## BEGIN GIVEN DATA

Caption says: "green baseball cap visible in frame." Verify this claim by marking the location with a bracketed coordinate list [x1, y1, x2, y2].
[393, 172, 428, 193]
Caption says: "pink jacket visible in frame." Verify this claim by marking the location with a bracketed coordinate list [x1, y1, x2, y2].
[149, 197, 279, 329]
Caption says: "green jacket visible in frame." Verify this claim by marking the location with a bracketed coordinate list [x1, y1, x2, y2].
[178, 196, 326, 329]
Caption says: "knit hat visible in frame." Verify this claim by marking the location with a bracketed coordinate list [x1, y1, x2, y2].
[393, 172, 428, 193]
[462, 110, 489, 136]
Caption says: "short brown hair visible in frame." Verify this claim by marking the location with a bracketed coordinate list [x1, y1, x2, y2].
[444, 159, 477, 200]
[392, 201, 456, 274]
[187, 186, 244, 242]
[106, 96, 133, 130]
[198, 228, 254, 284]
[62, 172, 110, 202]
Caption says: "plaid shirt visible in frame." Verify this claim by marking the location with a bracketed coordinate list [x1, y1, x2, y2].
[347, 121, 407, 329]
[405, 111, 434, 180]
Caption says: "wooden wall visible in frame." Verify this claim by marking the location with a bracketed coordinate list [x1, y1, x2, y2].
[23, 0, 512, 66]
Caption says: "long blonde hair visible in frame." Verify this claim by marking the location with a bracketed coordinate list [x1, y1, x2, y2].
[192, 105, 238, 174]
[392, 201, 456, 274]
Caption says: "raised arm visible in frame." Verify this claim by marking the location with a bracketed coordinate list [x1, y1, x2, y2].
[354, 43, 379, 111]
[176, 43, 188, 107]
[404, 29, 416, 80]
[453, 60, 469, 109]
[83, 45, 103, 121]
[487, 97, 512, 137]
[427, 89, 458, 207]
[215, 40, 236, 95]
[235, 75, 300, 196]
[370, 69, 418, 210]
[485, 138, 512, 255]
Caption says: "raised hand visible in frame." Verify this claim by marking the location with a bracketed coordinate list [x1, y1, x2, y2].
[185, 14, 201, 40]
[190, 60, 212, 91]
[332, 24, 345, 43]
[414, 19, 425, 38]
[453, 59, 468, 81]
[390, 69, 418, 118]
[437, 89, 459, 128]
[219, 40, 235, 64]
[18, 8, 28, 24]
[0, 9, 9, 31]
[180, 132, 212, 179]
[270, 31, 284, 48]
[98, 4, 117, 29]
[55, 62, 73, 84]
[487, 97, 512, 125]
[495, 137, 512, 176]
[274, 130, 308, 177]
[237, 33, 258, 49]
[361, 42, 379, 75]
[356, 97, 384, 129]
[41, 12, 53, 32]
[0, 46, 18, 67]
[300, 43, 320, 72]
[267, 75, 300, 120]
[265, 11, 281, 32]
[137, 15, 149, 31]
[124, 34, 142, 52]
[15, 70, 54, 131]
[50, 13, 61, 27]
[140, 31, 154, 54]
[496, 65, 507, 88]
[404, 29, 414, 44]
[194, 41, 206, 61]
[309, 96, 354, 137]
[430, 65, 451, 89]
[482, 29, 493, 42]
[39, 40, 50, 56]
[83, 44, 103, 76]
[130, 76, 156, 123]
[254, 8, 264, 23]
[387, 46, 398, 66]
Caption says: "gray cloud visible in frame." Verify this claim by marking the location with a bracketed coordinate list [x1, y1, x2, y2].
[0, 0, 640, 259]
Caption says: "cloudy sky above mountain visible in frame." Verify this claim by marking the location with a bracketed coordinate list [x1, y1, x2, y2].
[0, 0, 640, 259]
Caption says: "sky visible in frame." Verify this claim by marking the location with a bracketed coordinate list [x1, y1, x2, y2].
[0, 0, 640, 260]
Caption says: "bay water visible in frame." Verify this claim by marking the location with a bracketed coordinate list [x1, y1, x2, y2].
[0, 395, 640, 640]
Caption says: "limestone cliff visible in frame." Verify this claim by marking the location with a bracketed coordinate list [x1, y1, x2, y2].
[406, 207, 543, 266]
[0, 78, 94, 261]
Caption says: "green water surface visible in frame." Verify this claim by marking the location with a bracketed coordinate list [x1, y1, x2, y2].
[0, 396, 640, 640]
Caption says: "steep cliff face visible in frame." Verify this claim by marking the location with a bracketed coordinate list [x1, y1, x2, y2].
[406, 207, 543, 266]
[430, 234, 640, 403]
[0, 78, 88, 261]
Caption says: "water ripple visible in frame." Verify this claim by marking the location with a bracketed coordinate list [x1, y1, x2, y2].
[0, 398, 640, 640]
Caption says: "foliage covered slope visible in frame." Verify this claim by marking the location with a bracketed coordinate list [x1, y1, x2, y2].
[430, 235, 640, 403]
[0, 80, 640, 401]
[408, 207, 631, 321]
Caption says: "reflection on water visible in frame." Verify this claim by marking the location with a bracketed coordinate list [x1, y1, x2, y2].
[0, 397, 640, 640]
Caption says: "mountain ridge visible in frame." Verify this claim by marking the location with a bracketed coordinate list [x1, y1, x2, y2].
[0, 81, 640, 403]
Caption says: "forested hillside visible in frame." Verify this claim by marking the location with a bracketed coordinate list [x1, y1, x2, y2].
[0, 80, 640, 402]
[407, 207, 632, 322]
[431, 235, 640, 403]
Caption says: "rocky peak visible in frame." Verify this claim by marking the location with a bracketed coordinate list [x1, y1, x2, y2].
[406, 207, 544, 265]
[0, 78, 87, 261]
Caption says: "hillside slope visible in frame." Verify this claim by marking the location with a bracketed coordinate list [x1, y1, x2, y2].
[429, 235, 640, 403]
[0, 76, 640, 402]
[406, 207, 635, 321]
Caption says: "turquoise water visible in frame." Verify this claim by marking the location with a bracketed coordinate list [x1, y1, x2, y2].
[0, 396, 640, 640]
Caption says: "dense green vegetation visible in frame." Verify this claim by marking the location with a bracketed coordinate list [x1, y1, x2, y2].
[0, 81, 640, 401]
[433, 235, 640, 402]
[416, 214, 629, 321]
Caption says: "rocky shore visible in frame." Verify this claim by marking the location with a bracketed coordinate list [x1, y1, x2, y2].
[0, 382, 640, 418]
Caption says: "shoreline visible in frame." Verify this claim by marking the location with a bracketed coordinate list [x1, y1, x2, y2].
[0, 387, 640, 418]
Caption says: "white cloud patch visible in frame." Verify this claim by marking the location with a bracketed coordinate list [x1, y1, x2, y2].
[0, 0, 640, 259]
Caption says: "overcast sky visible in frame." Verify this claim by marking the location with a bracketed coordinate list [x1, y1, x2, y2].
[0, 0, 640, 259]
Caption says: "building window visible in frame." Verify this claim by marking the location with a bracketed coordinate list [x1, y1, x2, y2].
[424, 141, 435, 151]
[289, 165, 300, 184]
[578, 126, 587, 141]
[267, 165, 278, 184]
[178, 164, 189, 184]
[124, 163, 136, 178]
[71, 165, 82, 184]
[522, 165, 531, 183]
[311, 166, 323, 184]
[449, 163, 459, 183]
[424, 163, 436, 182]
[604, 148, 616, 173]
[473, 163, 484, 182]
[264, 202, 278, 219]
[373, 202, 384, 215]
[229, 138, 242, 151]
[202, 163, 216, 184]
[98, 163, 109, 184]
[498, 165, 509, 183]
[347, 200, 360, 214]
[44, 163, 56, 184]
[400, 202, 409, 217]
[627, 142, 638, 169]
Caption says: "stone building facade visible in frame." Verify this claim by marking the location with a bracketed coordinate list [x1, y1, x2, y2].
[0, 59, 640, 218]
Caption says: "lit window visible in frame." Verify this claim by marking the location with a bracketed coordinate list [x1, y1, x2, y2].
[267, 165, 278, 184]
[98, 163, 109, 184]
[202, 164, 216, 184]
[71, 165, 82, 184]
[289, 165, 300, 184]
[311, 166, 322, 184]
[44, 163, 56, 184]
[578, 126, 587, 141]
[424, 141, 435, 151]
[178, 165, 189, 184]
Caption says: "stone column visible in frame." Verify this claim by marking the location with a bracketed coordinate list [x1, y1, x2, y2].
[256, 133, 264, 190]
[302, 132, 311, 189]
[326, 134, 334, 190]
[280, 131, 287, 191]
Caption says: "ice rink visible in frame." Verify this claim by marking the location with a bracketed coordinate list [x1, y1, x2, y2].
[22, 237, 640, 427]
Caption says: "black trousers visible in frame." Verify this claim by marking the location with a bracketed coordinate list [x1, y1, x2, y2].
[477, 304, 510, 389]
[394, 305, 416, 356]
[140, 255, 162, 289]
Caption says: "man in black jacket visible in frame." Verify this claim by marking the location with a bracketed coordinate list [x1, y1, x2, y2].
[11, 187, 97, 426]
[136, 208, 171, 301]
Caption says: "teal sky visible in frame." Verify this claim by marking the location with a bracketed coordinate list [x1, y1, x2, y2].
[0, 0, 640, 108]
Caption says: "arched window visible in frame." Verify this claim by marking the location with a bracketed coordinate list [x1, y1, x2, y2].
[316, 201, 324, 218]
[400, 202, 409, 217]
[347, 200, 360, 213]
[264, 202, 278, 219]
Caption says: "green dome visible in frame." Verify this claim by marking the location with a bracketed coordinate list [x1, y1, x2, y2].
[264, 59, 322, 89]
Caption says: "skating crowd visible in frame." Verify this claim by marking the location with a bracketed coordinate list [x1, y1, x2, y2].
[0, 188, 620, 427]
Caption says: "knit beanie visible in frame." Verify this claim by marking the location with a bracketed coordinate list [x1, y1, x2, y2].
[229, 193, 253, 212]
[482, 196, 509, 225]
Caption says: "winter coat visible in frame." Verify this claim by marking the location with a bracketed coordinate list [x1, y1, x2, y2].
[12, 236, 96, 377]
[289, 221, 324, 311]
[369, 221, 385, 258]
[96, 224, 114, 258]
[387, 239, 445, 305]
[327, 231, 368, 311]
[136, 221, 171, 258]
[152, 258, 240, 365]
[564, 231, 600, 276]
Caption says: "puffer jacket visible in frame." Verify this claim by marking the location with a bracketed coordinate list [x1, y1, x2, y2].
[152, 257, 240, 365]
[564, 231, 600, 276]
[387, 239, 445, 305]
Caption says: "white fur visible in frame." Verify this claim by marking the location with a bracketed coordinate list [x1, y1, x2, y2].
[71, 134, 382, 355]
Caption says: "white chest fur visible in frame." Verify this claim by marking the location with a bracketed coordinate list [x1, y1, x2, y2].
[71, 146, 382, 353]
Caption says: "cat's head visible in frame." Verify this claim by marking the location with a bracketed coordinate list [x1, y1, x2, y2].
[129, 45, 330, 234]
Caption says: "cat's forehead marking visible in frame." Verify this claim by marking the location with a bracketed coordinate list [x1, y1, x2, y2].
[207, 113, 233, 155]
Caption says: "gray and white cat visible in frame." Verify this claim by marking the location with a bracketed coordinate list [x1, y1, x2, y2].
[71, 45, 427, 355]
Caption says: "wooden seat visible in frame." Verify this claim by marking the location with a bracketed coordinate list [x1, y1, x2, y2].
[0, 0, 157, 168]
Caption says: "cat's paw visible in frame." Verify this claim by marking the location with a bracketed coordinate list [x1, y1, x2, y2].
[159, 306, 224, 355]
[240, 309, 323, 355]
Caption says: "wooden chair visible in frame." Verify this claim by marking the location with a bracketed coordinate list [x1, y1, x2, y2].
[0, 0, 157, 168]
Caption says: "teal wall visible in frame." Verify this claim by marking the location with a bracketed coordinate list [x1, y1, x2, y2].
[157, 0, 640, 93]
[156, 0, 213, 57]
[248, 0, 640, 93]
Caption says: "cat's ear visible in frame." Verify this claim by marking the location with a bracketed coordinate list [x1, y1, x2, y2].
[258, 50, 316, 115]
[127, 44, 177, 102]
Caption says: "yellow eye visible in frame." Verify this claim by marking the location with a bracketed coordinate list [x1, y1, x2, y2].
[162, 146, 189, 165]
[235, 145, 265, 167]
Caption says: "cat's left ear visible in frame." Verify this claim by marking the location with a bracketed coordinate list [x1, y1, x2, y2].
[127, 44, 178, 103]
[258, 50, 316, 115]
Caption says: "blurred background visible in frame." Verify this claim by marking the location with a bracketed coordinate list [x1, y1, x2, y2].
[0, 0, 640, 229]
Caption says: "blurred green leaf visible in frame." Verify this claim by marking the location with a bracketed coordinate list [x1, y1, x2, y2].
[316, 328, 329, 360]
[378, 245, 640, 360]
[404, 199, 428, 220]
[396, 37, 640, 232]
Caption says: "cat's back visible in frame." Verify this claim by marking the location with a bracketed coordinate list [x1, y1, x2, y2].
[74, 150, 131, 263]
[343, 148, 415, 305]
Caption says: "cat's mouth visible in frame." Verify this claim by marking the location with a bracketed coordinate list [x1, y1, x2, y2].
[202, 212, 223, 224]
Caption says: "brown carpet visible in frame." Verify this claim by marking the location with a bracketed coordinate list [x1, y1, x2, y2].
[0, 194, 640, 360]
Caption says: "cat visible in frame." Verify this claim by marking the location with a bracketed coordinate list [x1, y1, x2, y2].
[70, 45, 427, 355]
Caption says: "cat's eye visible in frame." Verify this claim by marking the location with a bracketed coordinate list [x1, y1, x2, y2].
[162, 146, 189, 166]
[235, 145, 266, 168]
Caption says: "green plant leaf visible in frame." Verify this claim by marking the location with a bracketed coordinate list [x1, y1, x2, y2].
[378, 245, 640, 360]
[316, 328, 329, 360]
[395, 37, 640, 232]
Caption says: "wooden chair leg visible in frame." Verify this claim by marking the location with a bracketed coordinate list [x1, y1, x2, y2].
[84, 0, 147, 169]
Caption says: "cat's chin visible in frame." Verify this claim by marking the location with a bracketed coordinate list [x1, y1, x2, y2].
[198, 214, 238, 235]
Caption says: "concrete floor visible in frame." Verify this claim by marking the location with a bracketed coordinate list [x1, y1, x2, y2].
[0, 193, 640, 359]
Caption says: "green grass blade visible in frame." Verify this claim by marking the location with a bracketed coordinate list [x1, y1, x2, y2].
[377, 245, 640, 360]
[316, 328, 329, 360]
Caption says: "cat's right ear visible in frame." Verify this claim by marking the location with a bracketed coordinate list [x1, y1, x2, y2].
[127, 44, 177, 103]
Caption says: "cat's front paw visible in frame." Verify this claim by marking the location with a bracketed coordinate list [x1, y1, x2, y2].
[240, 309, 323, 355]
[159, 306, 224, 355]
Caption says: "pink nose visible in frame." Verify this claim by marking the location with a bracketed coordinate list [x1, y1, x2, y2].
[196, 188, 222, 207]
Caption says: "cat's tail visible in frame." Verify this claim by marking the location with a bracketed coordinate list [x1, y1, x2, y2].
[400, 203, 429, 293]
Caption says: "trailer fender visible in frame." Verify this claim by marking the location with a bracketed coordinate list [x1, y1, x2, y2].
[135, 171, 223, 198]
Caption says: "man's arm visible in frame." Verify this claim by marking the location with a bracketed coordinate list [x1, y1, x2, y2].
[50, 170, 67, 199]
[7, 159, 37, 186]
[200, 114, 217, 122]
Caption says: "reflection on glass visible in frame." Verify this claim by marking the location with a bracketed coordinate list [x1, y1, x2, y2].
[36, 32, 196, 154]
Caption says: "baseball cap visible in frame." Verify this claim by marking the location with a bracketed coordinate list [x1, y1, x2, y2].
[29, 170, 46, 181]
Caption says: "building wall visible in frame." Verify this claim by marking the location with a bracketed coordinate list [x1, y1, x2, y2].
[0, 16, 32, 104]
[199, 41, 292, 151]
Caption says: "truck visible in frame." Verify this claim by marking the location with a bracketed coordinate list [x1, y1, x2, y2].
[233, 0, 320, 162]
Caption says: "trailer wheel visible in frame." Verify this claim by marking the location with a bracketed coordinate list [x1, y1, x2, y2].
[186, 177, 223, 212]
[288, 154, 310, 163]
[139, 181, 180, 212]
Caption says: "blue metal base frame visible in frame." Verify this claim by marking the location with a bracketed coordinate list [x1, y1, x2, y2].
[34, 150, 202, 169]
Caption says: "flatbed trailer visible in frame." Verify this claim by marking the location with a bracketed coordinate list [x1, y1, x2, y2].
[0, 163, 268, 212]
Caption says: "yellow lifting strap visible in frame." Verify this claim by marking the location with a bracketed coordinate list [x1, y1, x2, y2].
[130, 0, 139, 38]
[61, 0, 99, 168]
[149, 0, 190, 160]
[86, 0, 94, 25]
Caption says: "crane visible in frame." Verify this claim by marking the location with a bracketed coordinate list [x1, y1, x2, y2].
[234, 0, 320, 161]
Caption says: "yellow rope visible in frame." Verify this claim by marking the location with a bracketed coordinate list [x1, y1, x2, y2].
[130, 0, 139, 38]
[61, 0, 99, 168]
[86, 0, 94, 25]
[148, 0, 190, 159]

## END GIVEN DATA

Rewrite the records from the line containing "front paw visible" through the line containing "[36, 32, 196, 154]", substituting "kitten's" for "cat's" and leaving everything else unchanged.

## RESPONSE
Caption says: "kitten's front paw visible in frame." Verify this claim by marking the location with a bracketed coordinate list [x1, y1, x2, y2].
[240, 309, 323, 355]
[159, 306, 224, 355]
Caption says: "pink nose visible in frame." Verify this claim by marking the location with a bracketed coordinate list [x1, y1, x2, y2].
[196, 188, 222, 207]
Caption says: "kitten's tail visible in frame." Verify this claim by marking the location with a bracketed coordinate list [x1, y1, x2, y2].
[400, 203, 429, 293]
Caption says: "trailer fender visible in frame." Verify this claim by marking the location with a bracketed coordinate list [x1, y1, x2, y2].
[135, 171, 223, 198]
Caption says: "man's arm visible in frame." Verify this claim by marking the location with a bracketed coordinate list [x1, y1, x2, y2].
[50, 170, 67, 199]
[7, 159, 37, 186]
[200, 114, 217, 122]
Caption says: "reflection on glass visible in frame." Verify this claim by marking the location with a bracketed coordinate list [x1, y1, x2, y2].
[36, 32, 196, 154]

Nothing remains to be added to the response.